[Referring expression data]
____

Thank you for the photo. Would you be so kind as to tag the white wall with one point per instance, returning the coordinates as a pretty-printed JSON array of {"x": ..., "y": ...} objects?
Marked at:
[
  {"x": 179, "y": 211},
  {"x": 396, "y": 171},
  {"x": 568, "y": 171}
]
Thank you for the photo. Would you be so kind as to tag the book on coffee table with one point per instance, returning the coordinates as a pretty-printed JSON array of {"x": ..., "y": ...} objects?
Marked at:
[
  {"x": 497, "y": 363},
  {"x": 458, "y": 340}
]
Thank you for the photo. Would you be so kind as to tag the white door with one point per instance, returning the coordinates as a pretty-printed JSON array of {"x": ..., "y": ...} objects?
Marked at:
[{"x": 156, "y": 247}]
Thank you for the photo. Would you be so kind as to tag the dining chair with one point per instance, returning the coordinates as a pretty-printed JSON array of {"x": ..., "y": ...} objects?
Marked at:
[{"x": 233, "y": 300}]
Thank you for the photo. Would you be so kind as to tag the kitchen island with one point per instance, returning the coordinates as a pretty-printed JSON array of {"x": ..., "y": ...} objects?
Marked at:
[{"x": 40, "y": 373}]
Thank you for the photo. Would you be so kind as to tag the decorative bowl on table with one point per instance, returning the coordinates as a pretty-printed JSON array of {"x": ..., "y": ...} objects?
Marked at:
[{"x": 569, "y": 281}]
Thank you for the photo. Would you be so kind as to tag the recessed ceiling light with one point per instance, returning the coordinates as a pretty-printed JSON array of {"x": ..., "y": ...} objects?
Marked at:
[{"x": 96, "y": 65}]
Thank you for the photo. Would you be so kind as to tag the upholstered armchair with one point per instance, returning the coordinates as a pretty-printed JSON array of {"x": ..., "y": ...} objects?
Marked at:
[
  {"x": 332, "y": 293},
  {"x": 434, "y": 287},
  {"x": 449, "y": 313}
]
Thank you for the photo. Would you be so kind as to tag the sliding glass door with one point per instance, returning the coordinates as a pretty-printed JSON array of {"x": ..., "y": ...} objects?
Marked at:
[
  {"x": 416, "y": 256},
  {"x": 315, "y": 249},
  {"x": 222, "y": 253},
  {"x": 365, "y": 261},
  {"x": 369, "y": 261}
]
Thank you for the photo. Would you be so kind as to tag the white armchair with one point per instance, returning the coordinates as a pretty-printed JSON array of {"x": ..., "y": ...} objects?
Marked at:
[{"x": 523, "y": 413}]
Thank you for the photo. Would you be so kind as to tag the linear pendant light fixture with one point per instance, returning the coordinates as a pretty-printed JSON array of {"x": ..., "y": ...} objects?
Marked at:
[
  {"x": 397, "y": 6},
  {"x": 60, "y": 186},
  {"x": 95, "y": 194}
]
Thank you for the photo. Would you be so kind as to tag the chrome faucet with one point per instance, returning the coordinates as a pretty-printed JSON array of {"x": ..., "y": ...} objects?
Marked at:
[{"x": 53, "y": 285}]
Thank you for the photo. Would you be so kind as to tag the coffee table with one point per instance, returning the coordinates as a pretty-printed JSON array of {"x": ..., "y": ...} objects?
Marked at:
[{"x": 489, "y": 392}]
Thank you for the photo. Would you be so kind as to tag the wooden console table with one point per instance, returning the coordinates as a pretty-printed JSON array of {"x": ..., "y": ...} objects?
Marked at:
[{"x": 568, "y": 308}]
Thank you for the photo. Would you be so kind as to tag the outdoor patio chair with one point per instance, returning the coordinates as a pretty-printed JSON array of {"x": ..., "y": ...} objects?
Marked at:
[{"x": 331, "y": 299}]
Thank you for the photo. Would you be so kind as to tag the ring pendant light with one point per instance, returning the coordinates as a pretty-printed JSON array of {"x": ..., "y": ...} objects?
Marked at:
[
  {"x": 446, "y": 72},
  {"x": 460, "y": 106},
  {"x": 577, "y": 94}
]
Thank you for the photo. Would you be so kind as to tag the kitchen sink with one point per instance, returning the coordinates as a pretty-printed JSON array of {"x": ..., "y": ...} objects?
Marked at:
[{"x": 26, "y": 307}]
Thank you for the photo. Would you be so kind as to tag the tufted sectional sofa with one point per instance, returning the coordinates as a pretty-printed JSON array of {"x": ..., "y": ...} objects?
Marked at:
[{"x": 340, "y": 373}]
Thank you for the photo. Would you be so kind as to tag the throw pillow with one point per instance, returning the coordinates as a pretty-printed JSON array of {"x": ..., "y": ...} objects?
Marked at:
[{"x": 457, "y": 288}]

____

• _Description of the task_
Each of the entries above needs to be given again exactly.

• _Reply_
Thank you for the photo. Would you be so kind as to tag the white wall with one point per instance, returning the coordinates as a pretty-printed JSON array of {"x": ..., "y": ...} objects?
Marked at:
[
  {"x": 179, "y": 211},
  {"x": 396, "y": 171},
  {"x": 568, "y": 171}
]
Thank you for the photo. Would you be so kind as to tag the book on coffee table with one point per instance, returning the coordinates as a pretty-printed JSON array of {"x": ..., "y": ...} objects?
Marked at:
[
  {"x": 497, "y": 363},
  {"x": 458, "y": 340}
]
Thank you for the photo. Would you be so kind as to tag the white door with one point per instance, returning the coordinates as a pretty-printed JSON array of {"x": ..., "y": ...} objects?
Marked at:
[{"x": 156, "y": 247}]
Thank you for the photo. Would you be so kind as to tag the dining chair with one point per instance, returning the coordinates as a pretty-printed JSON array of {"x": ..., "y": ...} objects?
Marked at:
[{"x": 233, "y": 300}]
Thank you for the photo. Would you be so kind as to tag the kitchen island with one point per instance, returning the coordinates as a pretty-printed JSON array of {"x": ..., "y": ...} objects?
Marked at:
[{"x": 40, "y": 373}]
Thank you for the photo. Would you be so kind as to tag the decorative bowl on table with one point per instance, returning the coordinates as a pretty-printed JSON array of {"x": ..., "y": ...} objects?
Marked at:
[{"x": 569, "y": 281}]
Thank you for the photo. Would you be so kind as to tag the recessed ceiling light with one point per instance, returning the coordinates as a pretty-printed JSON array of {"x": ..., "y": ...} objects?
Marked at:
[{"x": 96, "y": 65}]
Thank you for the photo. Would you be so kind as to tag the upholstered armchair with one point per instance, returning the coordinates as a pretty-printed JSON array of {"x": ..., "y": ...} objects?
Marked at:
[
  {"x": 332, "y": 293},
  {"x": 434, "y": 287},
  {"x": 449, "y": 313}
]
Thank you for the photo. Would you be so kind as to tag the sliding glass door with one point per instance, returning the coordinates as a pretty-printed JSON array of {"x": ..., "y": ...} objects?
Marked at:
[
  {"x": 416, "y": 256},
  {"x": 315, "y": 249},
  {"x": 222, "y": 253},
  {"x": 365, "y": 261},
  {"x": 369, "y": 261}
]
Thank you for the photo. Would you be so kind as to tag the white armchair with one point per instance, returning the coordinates as a pretty-printed JSON array of {"x": ..., "y": ...} objects?
Marked at:
[{"x": 523, "y": 413}]
Thank you for the photo. Would you be so kind as to tag the linear pendant light fixture with one point per instance, returning the coordinates as a pretty-printed JSON array of {"x": ..., "y": ...} objects?
Marked at:
[
  {"x": 397, "y": 6},
  {"x": 60, "y": 186},
  {"x": 95, "y": 194}
]
Thank you for the photo. Would you be so kind as to tag the chrome faucet with one point per instance, returning the coordinates as a pretty-printed JSON array of {"x": ..., "y": ...} objects?
Marked at:
[{"x": 53, "y": 285}]
Thank you for the photo. Would you be so kind as to tag the coffee table with one point per instance, returning the coordinates as a pretty-printed JSON array of {"x": ..., "y": ...} objects?
Marked at:
[{"x": 489, "y": 392}]
Thank you for the photo. Would you be so kind as to tag the wooden console table with one point per instance, returning the coordinates as a pretty-printed JSON array of {"x": ..., "y": ...} objects?
Marked at:
[{"x": 568, "y": 308}]
Thank you for the photo. Would you be so kind as to tag the outdoor patio chair with one point per instance, returning the coordinates as a pretty-printed JSON array of {"x": ..., "y": ...} objects?
Marked at:
[{"x": 331, "y": 299}]
Thank you for the photo. Would you be so kind as to tag the ring pendant light with one point per instance, returning the coordinates as a pretty-printed JSON array of {"x": ..., "y": ...} objects?
Marked at:
[
  {"x": 446, "y": 72},
  {"x": 460, "y": 106},
  {"x": 577, "y": 94}
]
Thank you for the photo. Would you be so kind as to tag the kitchen sink with one point per instance, returning the coordinates as a pretty-printed JSON array of {"x": ..., "y": ...} objects?
Marked at:
[{"x": 26, "y": 307}]
Thank you for the photo. Would you be so kind as to tag the tufted sectional sofa with one point per instance, returning the coordinates as a pretty-printed JSON array of {"x": ..., "y": ...} objects?
Marked at:
[{"x": 340, "y": 373}]
Thank you for the photo. Would you be so kind as to tag the throw pillow with one point per instance, returning the coordinates as a pretty-printed JSON array of {"x": ..., "y": ...} objects?
Marked at:
[{"x": 457, "y": 288}]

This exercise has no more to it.